Given request: Exactly as written, retype the listing below, omitting the pictures.

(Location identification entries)

— start —

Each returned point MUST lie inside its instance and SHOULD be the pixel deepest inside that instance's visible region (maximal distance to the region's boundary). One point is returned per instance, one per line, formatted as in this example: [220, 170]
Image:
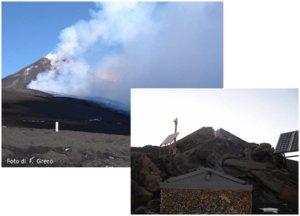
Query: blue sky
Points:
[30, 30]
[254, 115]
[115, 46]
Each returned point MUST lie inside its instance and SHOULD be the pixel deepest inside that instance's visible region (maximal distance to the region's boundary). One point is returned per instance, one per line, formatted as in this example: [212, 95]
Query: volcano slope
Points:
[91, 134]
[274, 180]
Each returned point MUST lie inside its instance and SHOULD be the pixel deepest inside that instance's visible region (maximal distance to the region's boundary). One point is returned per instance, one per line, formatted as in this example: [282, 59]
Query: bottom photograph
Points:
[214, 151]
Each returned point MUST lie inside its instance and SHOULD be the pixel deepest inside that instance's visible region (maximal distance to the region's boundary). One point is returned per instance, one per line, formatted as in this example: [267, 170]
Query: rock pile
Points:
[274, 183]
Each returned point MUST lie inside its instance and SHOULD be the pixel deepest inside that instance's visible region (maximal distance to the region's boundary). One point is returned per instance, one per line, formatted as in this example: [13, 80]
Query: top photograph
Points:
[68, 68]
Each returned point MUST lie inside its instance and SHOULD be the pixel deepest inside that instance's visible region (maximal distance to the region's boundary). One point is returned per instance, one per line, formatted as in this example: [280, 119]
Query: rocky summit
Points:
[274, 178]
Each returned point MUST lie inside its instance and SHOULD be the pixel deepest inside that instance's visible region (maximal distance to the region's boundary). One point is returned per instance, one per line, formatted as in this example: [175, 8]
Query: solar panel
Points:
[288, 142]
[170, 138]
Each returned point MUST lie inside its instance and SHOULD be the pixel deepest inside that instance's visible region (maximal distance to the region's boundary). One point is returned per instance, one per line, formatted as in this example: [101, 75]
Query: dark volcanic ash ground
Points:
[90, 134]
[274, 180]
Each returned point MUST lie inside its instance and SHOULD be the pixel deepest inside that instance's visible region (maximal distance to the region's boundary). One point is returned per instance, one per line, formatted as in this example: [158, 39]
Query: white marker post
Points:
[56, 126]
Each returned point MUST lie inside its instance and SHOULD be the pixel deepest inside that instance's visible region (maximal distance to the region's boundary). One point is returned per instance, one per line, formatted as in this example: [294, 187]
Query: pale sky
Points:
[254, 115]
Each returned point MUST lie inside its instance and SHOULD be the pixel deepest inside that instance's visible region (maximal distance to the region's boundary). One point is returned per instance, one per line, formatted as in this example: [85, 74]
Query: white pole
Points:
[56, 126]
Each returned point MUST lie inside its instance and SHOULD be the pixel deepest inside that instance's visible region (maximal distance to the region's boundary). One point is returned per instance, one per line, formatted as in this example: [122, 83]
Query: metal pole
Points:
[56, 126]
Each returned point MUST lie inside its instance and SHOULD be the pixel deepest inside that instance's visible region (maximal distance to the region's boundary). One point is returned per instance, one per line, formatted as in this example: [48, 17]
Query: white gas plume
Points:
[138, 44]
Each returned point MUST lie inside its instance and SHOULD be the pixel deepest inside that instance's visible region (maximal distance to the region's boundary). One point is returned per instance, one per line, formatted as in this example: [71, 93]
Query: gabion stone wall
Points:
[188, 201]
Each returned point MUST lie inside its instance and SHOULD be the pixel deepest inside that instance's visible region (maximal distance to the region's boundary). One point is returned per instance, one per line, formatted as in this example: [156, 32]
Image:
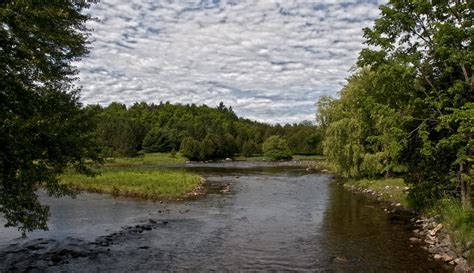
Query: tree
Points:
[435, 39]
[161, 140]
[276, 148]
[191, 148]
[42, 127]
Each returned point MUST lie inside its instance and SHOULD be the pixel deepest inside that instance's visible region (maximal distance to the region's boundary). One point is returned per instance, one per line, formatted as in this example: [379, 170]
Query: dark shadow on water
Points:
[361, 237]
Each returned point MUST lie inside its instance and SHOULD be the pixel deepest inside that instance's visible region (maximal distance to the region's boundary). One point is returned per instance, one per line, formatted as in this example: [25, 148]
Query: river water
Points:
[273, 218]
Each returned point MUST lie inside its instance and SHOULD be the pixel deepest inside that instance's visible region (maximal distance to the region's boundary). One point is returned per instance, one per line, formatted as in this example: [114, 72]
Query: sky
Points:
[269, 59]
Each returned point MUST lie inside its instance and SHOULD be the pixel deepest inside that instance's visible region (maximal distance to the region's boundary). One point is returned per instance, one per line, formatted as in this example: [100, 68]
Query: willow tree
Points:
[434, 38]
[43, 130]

— end —

Task answer:
Each returned point MUST lie inside its instance and SHOULD be the pixel deepest inside that instance's visible region (maximal distance to the region's boundary). One point is returned per instance, one per line, formatted as in this example: [220, 170]
Image:
Query: blue sky
Points:
[30, 30]
[254, 115]
[115, 46]
Each returned point MUST lie inside its instance and SHOULD be the pixel deepest inside that instance's visible region (maximal distance to the region's boundary). One point is returned per instance, one per line, formatted as in this example: [212, 95]
Query: volcano slope
Points:
[91, 134]
[274, 180]
Each returned point MUST lie inside its instance and SHOULD be the pixel deepest inside that instance's visible region (maximal distance to the region's boundary). One point is returned per instance, one per line, formatted as in this example: [282, 59]
Query: bottom photograph
Points:
[214, 151]
Each returned point MUST lie inside its instance and SHOULD be the pixel deepest inside that instance's visible region (maximal distance to the region's boundary). One point is returned per instance, one per line, formatted as in this example: [267, 170]
Query: rock pile
Points:
[274, 183]
Each returned point MUST lie inside its instance and SHOULD be the pixel deepest inside that instance's visible region (maximal distance to the region's boundary). One point is returned per instance, one per line, formatted as in this example: [13, 80]
Query: top photograph
Points:
[68, 68]
Each returned point MUST lie inside its instance and SHOULD be the pixel deepest inside that instance's visible region (maximal distance to the region's boundary). One point is returned per instance, one per line, formatted as in this example: [280, 119]
Query: rocky summit
Points:
[274, 178]
Each returned point MUST lie inside its instance and SHOULD be the pixel deepest inside that instance's visible region (maximal distance to the region's boundary). One point is returned per instance, one per line, formatted as in this example: [175, 8]
Query: solar panel
Points:
[288, 142]
[170, 138]
Each returned point MUST lie inside its instance and SHOULD be the pixel deepest inside that instance's visible region (maximal distance to the region's boundary). One point is returned per instance, one per line, formatted as in this example: [101, 75]
Query: dark volcanic ash ground
Points:
[90, 134]
[274, 180]
Each returned point MUST lie inside its instance and SHOULD be the pixel deepest inside that instance's visible region (maximal distance to the region's boundary). One point is returned per instance, one per line, formatted as in this example: [158, 39]
Query: white marker post
Points:
[56, 126]
Each returned point MUST lie inside its instance and SHOULD be the pixel deepest inside that instance's visible region (maximal distance to the region's boundary). One point is returned per instance, one per line, formatted as in this example: [294, 187]
Query: pale sky
Points:
[254, 115]
Each returned point MUST lie inside its instance and SHOULD be the pixel deepest inside that instance's visible region (maximal distance to the region's boundary). One point is returned per instance, one per line, formatted as in this example: [85, 74]
Query: white pole
Points:
[56, 126]
Each returned point MUST lie inside its instance and SHOULD be the pixel deepest inside that instance's visible region (maximal distance to the region's boundary). One point is returned per instance, one per line, formatted as in this example: [122, 83]
Query: metal pole
Points:
[56, 126]
Each returned point MUST lie inside its instance and SHOULD be the pixel deepest inside that instance's visible region (maximal distance to the region's boundary). One point is returned per instance, one per line, formatted as in this example: [48, 17]
Query: white gas plume
Points:
[138, 44]
Each returned point MUST lie inside its instance and SHOULD be the pixel deepest inside that instance's visible region (maximal distance to the region's boundary). One point is returned per instance, one per line, formatted as in this example: [71, 93]
Query: gabion stone wall
Points:
[188, 201]
Each returned point MUST lie inside its instance and SHOULD be the pixel deepest inside that instance's visible region (maximal distance to the region's boundary). One point is returned per instance, one per line, formatted as in this example: [156, 32]
Image:
Query: tree
Points:
[435, 39]
[161, 140]
[276, 148]
[191, 148]
[42, 127]
Each returned point MUST lie inside its instance and SHOULD be the pixel deepest inside that instance's visible region (maximal distance to the region's boundary). One point is returned per instance, one per line, formatted as in this example: [379, 170]
Query: dark shadow on water
Points:
[361, 237]
Each returned point MUST lie inside its instance and SHOULD be the pixel deepest inside that instance's visible region (maximal distance to the region's boundary). One point is returned per instance, one per line, formatted as in this example: [25, 148]
Query: river water
Points:
[273, 218]
Each returned point MUST lie inside its instance and SHOULD be the pixel deepest inside that instance's visible region (maximal distance to the region's boundary). One point is returned per instance, one per line, formatted as in this example: [114, 72]
Query: sky
Points:
[269, 59]
Each returned point MUST lie inside its instance and SHOULD be the pixel deepest inside that instance's visible region (maximal distance to the region's boundary). One point is returned per instance, one per line, formatted as in this example: [100, 68]
Query: willow tree
Points:
[434, 38]
[43, 130]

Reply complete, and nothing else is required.